Start of Passage given

Let us consider the weaker condition that for each $ X \in \mathcal{C}$, there
exists \emph{a} map $A \to X$.

\begin{definition} Suppose $\mathcal{C}$ has equalizers.
If $A \in \mathcal{C}$ is such that $\hom_{\mathcal{C}}(A, X) \neq \emptyset$
for each $X \in \mathcal{C}$, then $X$ is called \textbf{weakly initial.}
\end{definition}

We now want to get an initial object from a weakly initial object.
To do this, note first that if $A$ is weakly initial and $B$ is any object
with a morphism $B \to A$, then $B$ is weakly initial too. So we are going to
take
our initial object to be a very small subobject of $A$.
It is going to be so small as to guarantee the uniqueness condition of an
initial object. To make it small, we equalize all endomorphisms.

\begin{proposition} \label{weakinitial}
If  $A$ is a weakly initial object in $\mathcal{C}$,
then the equalizer of all endomorphisms $A \to A$ is initial for $\mathcal{C}$.
\end{proposition}
\begin{proof}
Let $A'$ be this equalizer; it is endowed with a morphism $A'\to A$. Then let
us recall what this means. For any two
endomorphisms $A \rightrightarrows A$, the two pull-backs $A'
\rightrightarrows A$ are equal. Moreover, if $B \to A$ is a morphism that has
this property, then $B$ factors uniquely through $A'$.

Now $A' \to A$ is a morphism, so by the remarks above, $A'$ is weakly initial:
to each $X \in \mathcal{C}$, there exists a morphism $A' \to X$.
However, we need to show that it is unique.

So suppose given two maps $f,g: A' \rightrightarrows X$. We are going to show
that they are equal. If not, consider their equalizer $O$.

End of Passage given
Start of Extracted entries

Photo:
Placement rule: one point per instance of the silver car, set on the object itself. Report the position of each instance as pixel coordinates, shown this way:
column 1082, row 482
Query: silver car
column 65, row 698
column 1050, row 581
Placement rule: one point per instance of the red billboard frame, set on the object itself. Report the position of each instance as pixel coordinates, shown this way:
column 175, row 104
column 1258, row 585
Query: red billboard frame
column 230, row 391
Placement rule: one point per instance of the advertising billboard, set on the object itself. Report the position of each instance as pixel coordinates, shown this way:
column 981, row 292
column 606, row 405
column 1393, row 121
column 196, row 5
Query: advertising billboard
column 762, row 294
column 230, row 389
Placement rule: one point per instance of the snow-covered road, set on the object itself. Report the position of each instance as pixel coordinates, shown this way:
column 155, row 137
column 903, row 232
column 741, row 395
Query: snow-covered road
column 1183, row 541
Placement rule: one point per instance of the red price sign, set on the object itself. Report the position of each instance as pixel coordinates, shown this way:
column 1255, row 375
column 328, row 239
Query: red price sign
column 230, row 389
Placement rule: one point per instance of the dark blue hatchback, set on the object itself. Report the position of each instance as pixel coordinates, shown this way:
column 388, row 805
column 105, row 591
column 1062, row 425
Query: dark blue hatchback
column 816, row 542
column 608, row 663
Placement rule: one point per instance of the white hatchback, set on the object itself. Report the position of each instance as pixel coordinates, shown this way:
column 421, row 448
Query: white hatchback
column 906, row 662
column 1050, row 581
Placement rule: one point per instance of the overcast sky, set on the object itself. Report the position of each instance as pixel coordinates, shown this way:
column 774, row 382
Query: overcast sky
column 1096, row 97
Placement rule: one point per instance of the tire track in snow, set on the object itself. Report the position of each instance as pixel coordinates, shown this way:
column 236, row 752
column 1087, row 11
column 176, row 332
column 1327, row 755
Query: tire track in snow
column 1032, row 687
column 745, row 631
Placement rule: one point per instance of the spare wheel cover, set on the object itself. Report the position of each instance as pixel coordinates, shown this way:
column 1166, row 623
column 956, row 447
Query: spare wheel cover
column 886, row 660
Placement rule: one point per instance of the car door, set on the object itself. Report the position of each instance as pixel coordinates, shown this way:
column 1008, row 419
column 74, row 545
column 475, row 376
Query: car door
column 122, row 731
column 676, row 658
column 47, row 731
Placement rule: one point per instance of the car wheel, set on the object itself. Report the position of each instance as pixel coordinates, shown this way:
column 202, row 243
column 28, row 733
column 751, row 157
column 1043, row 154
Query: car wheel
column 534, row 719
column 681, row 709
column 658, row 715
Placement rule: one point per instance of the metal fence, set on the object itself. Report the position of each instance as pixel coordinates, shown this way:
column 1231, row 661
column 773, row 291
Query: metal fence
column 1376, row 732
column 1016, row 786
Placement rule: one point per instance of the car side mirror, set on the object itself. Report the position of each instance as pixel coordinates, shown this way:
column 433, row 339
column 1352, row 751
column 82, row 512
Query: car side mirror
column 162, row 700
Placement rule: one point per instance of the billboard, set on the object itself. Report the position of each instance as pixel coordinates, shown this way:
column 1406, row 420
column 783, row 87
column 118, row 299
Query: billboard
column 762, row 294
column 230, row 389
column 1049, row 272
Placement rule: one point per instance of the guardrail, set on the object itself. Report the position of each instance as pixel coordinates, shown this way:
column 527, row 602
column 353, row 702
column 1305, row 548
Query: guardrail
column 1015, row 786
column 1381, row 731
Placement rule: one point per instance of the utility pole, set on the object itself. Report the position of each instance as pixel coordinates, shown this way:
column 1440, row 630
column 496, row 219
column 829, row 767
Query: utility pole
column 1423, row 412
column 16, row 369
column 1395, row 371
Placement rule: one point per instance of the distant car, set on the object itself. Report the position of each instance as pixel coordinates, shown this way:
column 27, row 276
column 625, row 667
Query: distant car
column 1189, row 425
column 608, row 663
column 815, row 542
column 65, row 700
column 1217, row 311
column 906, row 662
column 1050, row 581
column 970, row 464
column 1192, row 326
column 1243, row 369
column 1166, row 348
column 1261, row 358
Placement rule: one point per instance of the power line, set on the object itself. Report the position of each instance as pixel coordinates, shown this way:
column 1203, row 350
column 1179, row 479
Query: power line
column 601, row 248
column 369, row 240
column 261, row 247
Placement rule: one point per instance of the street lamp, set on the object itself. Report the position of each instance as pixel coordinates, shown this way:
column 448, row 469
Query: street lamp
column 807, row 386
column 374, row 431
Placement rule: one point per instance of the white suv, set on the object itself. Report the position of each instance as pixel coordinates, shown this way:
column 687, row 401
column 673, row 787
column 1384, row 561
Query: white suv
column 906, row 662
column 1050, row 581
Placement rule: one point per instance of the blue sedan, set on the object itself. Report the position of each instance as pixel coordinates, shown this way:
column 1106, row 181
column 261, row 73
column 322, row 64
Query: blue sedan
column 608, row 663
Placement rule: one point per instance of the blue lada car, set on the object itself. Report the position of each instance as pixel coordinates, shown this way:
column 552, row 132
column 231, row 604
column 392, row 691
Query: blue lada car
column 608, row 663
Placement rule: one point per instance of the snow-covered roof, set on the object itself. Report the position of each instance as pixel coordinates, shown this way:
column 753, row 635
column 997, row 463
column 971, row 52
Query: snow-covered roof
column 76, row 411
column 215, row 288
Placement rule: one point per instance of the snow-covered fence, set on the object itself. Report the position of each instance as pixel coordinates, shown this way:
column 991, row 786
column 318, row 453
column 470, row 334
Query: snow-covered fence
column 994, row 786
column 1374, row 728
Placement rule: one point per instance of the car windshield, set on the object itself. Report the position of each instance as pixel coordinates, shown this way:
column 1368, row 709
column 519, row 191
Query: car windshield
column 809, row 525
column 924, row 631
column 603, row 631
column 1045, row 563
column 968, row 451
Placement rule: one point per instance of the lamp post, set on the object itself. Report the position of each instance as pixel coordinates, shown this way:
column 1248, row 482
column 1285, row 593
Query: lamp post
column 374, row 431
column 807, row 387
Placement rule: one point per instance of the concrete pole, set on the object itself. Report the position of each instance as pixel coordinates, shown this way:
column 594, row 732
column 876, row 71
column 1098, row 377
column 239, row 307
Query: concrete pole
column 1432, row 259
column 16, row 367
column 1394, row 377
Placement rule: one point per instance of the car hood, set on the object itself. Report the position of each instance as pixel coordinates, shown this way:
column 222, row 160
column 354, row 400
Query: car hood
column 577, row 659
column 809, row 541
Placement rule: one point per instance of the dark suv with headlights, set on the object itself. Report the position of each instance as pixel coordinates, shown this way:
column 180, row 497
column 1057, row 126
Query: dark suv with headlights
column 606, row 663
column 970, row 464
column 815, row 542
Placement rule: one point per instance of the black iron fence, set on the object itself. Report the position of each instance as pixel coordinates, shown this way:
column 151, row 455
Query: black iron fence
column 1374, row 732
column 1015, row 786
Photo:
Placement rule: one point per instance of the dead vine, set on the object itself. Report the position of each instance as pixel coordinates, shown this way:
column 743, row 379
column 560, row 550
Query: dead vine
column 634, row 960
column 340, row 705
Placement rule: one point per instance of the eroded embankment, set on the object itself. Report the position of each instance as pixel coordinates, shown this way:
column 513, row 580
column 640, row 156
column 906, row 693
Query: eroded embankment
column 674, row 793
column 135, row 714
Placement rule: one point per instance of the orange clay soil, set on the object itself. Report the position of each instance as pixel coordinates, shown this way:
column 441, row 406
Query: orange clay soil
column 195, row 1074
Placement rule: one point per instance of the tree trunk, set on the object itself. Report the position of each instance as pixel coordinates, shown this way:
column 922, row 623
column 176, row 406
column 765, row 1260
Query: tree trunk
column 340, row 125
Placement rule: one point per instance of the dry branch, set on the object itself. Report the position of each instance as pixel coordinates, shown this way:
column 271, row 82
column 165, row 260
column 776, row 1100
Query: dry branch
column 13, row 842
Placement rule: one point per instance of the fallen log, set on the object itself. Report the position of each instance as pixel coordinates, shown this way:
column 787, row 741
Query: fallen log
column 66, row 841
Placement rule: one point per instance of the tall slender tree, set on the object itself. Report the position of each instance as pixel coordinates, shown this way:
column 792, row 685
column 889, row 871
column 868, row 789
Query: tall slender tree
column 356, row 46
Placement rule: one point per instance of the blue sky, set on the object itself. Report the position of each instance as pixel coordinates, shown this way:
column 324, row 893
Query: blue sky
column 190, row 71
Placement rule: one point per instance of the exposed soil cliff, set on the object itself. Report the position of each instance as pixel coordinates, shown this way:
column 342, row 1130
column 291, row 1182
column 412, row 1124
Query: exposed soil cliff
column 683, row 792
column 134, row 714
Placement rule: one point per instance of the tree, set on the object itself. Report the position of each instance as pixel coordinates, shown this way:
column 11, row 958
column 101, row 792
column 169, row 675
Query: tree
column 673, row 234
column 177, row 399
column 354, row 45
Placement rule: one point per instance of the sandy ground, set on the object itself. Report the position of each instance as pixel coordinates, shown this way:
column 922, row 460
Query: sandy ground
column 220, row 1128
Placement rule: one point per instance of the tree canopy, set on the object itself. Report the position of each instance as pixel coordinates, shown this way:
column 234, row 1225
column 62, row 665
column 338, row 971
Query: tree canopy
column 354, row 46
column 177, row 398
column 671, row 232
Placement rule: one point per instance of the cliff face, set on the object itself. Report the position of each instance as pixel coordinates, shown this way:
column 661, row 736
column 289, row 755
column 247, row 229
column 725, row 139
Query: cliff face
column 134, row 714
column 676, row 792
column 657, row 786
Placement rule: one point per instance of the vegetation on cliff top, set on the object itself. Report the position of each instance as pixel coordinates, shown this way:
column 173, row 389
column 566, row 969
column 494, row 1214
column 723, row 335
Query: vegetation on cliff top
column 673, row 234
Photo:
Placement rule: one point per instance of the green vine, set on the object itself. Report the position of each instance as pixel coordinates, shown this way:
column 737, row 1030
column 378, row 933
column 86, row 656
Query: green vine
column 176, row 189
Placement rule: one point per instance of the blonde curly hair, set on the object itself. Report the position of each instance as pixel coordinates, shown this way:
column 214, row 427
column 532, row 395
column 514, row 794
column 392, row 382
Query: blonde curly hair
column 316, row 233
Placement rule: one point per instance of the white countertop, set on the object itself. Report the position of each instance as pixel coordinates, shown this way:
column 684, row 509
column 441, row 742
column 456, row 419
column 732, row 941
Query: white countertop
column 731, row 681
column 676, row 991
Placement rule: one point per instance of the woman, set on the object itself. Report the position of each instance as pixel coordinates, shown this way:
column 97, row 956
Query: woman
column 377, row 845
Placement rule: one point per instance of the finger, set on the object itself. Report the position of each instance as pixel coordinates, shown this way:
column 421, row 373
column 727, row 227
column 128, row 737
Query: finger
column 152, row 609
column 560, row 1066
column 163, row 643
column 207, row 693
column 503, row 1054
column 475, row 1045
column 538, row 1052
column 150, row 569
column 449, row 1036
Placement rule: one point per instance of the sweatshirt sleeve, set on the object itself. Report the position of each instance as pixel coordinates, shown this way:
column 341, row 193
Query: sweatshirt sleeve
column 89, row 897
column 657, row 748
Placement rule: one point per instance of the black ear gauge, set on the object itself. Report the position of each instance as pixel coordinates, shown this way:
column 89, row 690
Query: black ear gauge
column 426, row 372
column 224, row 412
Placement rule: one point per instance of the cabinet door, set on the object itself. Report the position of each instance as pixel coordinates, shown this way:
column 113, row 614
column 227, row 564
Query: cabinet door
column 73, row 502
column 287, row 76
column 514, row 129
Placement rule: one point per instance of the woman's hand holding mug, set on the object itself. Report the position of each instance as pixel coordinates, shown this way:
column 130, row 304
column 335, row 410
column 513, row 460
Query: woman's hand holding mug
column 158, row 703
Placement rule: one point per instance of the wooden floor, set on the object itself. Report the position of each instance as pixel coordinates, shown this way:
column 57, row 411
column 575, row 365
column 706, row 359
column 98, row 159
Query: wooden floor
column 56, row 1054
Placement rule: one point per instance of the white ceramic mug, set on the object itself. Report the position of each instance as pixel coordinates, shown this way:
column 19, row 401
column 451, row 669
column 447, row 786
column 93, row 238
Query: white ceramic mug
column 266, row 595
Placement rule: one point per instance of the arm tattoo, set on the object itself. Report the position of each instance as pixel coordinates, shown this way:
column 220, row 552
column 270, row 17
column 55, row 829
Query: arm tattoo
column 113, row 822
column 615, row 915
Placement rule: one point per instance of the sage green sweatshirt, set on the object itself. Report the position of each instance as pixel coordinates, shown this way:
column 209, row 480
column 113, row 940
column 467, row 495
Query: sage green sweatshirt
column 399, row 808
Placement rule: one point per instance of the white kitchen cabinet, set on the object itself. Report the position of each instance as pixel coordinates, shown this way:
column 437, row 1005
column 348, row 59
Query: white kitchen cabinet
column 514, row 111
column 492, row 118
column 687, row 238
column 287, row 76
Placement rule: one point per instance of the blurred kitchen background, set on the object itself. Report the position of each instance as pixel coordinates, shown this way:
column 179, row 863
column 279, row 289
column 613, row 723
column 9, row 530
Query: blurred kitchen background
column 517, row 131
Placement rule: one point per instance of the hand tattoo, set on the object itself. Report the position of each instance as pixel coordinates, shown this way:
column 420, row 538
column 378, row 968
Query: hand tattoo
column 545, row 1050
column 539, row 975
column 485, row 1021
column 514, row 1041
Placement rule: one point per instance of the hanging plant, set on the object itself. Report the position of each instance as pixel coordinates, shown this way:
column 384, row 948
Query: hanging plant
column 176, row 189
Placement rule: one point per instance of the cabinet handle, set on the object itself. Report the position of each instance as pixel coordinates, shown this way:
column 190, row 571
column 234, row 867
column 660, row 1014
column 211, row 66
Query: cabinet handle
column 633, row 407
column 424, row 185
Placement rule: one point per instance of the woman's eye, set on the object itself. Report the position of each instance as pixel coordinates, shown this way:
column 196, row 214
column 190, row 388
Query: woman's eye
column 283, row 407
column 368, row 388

End of Extracted entries

• **Given task 1**: List every LaTeX environment opened with \begin in the category theory passage.
• **Given task 2**:
Answer these from the category theory passage:
(a) According to the proposition, what is initial for $\mathcal{C}$ when $A$ is weakly initial?
(b) What label is attached to the proposition?
(c) What name does the proof give to the equalizer of the two maps $f$ and $g$?
• **Given task 3**: Carry on the category theory passage from its last sentence.

• **Right answer 1**: definition, proposition, proof

• **Right answer 2**:
(a) The equalizer of all endomorphisms $A \to A$.
(b) weakinitial
(c) $O$

• **Right answer 3**:
Then we have a morphism $O \to A'$ such that the post-compositions with $f,g$
are equal. But by weak initialness, there is a map $A \to O$; thus we get a
composite
\[ A \to O \to A'.  \]
We claim that this is a \emph{section} of the embedding $A'\to A$.
This will prove the result. Indeed, we will have constructed a section $A \to
A'$, and since it factors through $O$, the two maps
\[ A \to O \to A' \rightrightarrows X  \]
are equal. Thus, composing each of these with the inclusion $A' \to A$ shows
that $f,g$ were equal in the first place.

Thus we are reduced to proving:
\begin{lemma}
Let $A$ be an object of a category $\mathcal{C}$. Let $A'$ be the equalizer of
all endomorphisms of $A$. Then any morphism $A \to A'$ is a section of the
inclusion $A' \to A$.
\end{lemma}
\begin{proof}
Consider the canonical inclusion $i: A' \to A$. We are given some map $s: A
\to A'$; we must show that $si = 1_{A'}$.
Indeed, consider the composition
\[ A' \stackrel{i}{\to} A \stackrel{s}{\to} A' \stackrel{i}{\to} A .\]
Now $i$ equalizes endomorphisms of $A$; in particular, this composition is the
same as
\[ A' \stackrel{i}{\to} A \stackrel{\mathrm{id}}{\to} A; \]
that is, it equals $i$. So the map $si: A' \to A$ has the property that $isi =
i$ as maps $A' \to A$. But $i$ being a monomorphism, it follows that $si  =
1_{A'}$.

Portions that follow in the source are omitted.